## WHAT THIS TASK INVOLVES
Please count the lines of the material below that contain the string "barcelona", treating uppercase and lowercase as different, and give only the number.

Stored entries
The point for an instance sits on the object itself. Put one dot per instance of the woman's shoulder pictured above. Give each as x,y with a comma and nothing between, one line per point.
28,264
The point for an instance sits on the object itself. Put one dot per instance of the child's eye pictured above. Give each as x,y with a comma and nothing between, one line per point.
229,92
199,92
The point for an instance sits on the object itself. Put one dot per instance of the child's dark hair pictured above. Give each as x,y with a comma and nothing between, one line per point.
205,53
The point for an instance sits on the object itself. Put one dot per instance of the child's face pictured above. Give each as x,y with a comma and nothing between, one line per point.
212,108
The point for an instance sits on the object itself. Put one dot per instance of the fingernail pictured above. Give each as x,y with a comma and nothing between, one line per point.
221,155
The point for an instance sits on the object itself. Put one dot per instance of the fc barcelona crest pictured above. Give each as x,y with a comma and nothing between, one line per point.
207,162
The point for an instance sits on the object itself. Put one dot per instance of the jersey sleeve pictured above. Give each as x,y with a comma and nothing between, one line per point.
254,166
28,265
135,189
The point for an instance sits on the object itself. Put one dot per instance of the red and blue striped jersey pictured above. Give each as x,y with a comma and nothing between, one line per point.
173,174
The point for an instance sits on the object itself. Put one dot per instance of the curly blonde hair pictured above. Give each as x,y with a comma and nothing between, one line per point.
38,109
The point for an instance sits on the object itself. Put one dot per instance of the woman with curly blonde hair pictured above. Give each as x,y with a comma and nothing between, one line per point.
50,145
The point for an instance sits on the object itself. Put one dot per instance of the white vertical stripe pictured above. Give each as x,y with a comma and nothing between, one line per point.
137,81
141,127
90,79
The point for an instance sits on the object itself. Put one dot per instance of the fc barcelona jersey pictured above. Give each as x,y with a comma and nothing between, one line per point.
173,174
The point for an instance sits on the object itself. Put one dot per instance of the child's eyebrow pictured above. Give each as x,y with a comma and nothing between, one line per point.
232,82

==

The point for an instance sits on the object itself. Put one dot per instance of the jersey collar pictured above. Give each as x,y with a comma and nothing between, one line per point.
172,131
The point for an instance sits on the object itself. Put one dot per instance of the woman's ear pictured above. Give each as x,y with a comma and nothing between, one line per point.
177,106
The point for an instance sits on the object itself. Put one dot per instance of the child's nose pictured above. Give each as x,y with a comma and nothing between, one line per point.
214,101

* * *

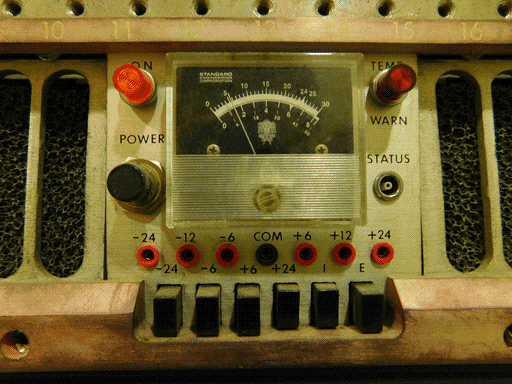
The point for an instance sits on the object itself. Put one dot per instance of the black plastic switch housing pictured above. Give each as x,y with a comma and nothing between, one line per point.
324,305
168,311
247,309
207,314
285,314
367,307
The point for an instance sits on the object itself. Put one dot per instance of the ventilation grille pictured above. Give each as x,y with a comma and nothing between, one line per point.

## WRITTEN REPLY
2